## РАБОЧЕЕ ЗАДАНИЕ
Приведите в виде JSON-списка строк всё, что в записях ниже идёт от строки, содержащей «The client would like the utility», вниз до строки, содержащей «[[0, 674, 952, 1043]]», включая обе эти строки. Каждой строке должна соответствовать отдельная строка списка, а пустые строки нужно пропустить.

## СОДЕРЖИМОЕ НАБОРА ДАННЫХ

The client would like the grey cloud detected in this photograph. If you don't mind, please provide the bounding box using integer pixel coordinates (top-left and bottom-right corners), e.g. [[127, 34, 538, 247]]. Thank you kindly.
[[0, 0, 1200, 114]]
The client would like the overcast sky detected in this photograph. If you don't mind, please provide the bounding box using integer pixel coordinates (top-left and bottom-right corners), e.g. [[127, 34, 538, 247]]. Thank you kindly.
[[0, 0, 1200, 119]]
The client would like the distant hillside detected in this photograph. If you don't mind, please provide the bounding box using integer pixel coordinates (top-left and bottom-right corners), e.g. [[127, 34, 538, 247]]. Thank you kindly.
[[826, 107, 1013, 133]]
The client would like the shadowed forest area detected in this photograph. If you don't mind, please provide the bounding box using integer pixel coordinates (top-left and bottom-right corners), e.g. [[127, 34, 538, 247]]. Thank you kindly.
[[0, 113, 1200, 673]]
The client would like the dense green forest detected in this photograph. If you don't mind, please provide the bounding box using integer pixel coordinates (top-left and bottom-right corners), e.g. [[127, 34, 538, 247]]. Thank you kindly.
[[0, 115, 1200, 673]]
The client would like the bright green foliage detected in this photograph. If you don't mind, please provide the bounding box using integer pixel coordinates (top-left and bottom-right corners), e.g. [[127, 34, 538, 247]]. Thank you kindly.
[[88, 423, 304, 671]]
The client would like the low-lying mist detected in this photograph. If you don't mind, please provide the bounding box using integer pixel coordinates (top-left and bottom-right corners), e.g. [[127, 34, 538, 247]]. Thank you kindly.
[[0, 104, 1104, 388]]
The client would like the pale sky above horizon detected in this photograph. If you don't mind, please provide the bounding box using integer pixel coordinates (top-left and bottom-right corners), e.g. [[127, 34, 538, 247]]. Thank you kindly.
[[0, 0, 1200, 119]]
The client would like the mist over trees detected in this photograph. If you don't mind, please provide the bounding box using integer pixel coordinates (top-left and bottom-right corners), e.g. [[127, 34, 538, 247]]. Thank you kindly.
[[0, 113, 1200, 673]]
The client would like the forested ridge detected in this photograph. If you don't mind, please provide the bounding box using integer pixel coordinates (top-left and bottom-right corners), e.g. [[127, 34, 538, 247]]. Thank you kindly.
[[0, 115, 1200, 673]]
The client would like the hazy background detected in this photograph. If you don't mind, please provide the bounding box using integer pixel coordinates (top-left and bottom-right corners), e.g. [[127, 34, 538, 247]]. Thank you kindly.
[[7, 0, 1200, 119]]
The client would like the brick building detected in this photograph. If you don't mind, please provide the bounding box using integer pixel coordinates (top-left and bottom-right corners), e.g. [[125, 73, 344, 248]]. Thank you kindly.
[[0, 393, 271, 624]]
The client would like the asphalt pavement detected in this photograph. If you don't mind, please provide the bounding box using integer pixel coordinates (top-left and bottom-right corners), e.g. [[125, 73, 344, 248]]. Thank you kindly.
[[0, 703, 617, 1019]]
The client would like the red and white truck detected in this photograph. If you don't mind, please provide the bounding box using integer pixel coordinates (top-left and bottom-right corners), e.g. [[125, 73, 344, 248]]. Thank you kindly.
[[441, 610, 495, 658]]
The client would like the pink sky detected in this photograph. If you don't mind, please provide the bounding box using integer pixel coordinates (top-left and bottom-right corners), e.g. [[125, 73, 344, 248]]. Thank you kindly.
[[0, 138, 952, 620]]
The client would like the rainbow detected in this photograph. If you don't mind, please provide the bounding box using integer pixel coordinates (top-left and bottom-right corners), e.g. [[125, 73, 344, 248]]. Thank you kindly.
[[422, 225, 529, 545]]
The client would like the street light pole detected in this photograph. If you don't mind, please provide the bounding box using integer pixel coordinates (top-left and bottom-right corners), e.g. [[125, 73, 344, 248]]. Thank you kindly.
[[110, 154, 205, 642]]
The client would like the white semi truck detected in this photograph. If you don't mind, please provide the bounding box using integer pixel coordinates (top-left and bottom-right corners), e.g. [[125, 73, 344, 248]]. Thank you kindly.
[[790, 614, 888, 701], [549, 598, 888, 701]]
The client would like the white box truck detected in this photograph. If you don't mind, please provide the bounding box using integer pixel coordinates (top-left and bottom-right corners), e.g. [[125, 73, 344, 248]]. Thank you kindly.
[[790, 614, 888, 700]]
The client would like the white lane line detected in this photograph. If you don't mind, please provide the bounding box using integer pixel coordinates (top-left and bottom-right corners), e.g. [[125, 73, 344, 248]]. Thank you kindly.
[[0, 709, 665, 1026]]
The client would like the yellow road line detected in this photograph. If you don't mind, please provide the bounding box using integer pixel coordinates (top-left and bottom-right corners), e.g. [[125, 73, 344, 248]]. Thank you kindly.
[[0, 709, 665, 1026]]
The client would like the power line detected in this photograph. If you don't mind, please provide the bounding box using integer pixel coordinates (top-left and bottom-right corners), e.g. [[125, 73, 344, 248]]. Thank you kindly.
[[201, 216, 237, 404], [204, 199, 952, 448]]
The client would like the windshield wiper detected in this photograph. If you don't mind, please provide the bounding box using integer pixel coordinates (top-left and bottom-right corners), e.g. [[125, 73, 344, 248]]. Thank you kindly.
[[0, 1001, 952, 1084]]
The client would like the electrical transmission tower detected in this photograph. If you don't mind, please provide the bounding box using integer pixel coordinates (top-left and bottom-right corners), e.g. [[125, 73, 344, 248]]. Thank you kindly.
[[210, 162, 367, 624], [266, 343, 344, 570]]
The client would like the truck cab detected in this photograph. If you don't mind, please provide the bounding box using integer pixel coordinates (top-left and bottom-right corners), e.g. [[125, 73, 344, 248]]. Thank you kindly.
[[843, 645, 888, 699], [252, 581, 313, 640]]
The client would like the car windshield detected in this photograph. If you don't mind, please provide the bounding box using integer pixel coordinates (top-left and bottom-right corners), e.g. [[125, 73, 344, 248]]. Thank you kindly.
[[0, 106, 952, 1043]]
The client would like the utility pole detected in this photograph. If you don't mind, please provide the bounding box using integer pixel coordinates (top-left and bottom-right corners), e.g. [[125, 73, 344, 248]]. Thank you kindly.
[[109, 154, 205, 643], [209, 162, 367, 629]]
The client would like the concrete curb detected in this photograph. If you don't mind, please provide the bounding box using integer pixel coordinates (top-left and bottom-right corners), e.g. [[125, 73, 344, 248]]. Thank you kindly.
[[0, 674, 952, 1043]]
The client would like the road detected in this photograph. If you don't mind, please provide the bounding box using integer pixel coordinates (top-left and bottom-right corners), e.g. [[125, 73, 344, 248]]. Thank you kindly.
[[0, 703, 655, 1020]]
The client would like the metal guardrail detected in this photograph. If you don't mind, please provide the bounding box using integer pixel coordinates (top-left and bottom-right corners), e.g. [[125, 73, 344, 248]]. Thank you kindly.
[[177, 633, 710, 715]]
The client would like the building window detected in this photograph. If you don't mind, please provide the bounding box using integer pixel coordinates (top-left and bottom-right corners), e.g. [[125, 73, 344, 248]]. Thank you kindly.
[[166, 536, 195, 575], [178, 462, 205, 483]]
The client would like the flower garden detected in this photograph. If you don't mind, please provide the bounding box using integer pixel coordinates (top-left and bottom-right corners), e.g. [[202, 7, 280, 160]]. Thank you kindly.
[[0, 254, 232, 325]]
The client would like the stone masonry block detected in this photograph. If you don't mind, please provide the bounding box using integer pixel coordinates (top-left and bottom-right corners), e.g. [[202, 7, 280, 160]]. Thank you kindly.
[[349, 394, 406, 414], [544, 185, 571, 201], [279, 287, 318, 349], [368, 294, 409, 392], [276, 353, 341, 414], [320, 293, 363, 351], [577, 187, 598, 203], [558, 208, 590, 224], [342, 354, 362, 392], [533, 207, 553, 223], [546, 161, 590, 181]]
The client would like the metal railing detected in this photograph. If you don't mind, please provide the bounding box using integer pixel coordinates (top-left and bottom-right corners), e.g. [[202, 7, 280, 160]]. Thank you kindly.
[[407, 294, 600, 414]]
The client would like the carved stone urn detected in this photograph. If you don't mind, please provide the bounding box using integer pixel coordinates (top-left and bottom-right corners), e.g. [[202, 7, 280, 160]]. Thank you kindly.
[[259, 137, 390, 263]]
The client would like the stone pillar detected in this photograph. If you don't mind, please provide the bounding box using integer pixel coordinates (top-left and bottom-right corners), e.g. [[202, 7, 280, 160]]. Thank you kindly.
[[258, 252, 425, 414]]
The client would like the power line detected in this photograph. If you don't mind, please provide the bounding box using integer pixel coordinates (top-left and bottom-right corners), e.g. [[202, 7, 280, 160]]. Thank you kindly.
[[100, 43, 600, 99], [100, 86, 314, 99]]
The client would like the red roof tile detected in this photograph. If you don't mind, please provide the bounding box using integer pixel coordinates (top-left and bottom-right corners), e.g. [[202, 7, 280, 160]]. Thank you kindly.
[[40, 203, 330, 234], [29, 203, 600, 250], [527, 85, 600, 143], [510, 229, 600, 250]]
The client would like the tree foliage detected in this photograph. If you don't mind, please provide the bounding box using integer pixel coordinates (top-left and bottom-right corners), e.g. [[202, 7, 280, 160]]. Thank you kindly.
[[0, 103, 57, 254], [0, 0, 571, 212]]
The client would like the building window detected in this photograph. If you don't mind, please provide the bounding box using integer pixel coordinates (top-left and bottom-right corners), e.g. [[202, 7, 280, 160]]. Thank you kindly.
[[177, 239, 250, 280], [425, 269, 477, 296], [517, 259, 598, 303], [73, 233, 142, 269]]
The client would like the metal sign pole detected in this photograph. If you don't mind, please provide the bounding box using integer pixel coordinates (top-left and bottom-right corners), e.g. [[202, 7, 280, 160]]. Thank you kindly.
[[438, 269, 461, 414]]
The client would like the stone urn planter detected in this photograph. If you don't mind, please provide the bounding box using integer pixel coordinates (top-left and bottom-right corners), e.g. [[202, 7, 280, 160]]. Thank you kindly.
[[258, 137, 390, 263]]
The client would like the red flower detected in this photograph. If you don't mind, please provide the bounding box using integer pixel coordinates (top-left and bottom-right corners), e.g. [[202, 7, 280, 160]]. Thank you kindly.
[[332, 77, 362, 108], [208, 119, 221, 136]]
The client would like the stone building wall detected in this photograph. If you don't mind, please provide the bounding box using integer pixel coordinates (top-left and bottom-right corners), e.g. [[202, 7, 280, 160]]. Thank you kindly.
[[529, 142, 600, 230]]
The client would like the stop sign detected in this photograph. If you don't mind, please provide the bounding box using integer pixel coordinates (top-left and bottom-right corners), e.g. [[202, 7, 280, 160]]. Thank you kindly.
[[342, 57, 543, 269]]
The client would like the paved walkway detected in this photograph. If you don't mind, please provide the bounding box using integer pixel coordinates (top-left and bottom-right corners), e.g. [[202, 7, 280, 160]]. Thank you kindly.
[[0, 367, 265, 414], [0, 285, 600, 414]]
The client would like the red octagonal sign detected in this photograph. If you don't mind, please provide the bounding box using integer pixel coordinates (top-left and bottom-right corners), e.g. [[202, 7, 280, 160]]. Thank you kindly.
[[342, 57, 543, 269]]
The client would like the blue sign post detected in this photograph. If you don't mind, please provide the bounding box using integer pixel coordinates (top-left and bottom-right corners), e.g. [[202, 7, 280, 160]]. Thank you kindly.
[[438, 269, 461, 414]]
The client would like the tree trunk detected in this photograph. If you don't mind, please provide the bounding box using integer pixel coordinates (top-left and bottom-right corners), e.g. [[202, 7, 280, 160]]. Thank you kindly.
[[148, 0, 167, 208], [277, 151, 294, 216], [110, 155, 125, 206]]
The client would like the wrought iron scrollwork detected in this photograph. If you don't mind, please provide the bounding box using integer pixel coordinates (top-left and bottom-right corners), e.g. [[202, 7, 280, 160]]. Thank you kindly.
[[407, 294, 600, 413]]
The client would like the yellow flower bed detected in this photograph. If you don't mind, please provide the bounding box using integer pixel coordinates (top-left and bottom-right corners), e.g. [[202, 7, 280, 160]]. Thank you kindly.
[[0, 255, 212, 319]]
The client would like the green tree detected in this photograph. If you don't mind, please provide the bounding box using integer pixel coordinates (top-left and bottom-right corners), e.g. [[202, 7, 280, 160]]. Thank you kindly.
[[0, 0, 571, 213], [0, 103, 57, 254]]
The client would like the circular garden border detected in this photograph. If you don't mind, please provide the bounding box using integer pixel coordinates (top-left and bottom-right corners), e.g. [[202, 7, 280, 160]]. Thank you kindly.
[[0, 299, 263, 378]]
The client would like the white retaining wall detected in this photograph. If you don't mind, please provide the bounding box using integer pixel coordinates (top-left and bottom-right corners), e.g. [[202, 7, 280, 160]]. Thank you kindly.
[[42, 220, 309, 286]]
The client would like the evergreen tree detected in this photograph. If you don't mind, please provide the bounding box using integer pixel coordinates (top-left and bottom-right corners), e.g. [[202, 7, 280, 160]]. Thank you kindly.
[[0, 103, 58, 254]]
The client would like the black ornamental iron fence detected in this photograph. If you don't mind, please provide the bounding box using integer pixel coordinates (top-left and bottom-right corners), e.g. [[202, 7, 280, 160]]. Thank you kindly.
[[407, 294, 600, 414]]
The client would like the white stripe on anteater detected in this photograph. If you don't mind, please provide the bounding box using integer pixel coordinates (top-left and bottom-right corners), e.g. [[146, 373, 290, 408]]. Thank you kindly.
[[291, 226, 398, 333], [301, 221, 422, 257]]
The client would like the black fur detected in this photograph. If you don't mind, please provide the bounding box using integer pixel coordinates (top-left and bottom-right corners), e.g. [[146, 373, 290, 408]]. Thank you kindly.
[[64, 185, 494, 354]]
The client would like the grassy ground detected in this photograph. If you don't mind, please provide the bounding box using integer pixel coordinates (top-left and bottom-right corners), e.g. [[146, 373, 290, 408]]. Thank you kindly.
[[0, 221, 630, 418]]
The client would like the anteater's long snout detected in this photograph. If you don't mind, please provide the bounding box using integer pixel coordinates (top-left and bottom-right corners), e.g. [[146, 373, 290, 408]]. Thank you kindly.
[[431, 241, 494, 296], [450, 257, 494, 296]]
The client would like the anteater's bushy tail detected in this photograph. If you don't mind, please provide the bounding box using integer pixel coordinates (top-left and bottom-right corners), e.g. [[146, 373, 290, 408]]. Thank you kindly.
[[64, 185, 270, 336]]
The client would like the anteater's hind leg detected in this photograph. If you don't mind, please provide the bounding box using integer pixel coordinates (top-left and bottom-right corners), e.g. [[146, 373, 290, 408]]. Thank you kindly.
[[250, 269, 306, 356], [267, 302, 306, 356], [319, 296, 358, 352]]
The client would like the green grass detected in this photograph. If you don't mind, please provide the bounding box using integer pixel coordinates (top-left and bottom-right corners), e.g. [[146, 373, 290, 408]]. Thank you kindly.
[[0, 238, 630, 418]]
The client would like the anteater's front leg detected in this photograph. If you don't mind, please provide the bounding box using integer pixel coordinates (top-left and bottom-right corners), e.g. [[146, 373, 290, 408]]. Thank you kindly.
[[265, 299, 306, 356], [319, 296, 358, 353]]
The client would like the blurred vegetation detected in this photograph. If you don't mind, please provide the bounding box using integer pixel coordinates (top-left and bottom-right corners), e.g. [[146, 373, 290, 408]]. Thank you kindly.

## ВЫПОЛНЕННОЕ ЗАДАНИЕ
[
  "The client would like the utility pole detected in this photograph. If you don't mind, please provide the bounding box using integer pixel coordinates (top-left and bottom-right corners), e.g. [[125, 73, 344, 248]]. Thank you kindly.",
  "[[109, 154, 205, 643], [209, 162, 367, 629]]",
  "The client would like the concrete curb detected in this photograph. If you don't mind, please provide the bounding box using integer pixel coordinates (top-left and bottom-right corners), e.g. [[125, 73, 344, 248]]. Thank you kindly.",
  "[[0, 674, 952, 1043]]"
]